● **Task to carry out**
Write out everything from the first line of the listing down to and including the line that contains "M 554 243 L", exactly as it appears. Leave the pictures out of your copy.

● **Items**
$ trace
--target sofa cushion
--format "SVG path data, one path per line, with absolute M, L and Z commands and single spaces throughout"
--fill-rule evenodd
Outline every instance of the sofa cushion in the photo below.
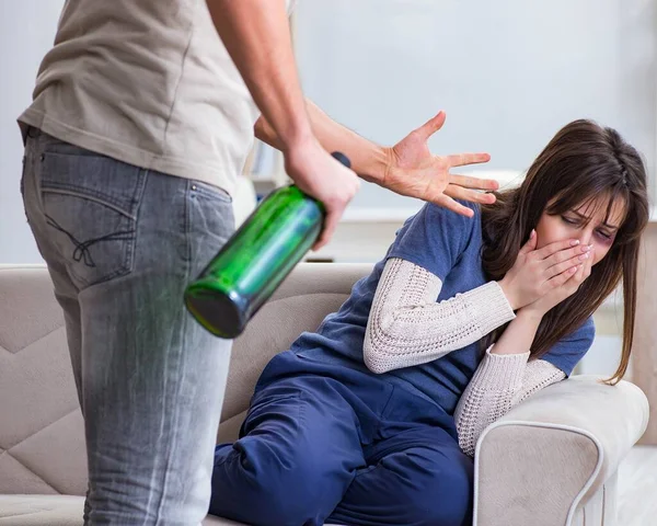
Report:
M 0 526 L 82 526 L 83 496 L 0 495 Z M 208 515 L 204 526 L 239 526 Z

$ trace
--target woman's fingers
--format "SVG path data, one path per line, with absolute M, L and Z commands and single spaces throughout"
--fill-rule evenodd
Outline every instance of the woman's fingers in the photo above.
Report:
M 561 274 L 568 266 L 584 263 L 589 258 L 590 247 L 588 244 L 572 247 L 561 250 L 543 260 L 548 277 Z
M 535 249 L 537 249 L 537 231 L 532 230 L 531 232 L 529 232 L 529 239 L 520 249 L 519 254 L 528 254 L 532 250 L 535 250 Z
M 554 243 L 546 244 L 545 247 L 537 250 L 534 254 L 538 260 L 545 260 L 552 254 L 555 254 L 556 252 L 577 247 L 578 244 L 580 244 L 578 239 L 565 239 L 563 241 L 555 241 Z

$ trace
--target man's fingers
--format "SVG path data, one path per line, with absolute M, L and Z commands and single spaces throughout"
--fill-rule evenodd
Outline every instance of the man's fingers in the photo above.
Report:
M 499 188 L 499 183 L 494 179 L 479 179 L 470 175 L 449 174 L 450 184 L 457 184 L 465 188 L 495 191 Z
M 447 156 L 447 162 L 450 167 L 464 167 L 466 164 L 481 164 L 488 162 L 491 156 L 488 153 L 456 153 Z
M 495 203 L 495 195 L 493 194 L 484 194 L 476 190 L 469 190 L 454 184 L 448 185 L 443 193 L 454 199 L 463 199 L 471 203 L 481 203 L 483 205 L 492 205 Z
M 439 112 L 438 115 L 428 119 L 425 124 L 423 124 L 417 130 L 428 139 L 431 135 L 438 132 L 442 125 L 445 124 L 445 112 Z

● **Answer in full**
$ trace
--target sofa cushion
--format "SVG path data, one path per line, with absolute M, L and Z commands and single spaces throughout"
--fill-rule evenodd
Outline every instance of the sofa cushion in the photo below.
Report:
M 0 526 L 82 526 L 83 496 L 0 495 Z M 208 515 L 204 526 L 239 526 Z

$ trace
--target woman's fingers
--format "SVG path data, one path per line, with absolute M, L and Z commands and single spaces throughout"
--fill-rule evenodd
Outline every instance of the woman's fingers in the photo above.
Report:
M 561 274 L 568 266 L 584 263 L 589 258 L 590 247 L 588 244 L 572 247 L 561 250 L 543 260 L 548 277 Z
M 535 249 L 537 249 L 537 231 L 532 230 L 531 232 L 529 232 L 529 239 L 520 249 L 519 254 L 528 254 L 532 250 L 535 250 Z
M 554 243 L 546 244 L 545 247 L 537 250 L 534 254 L 538 260 L 545 260 L 552 254 L 555 254 L 556 252 L 577 247 L 578 244 L 580 244 L 578 239 L 565 239 L 563 241 L 555 241 Z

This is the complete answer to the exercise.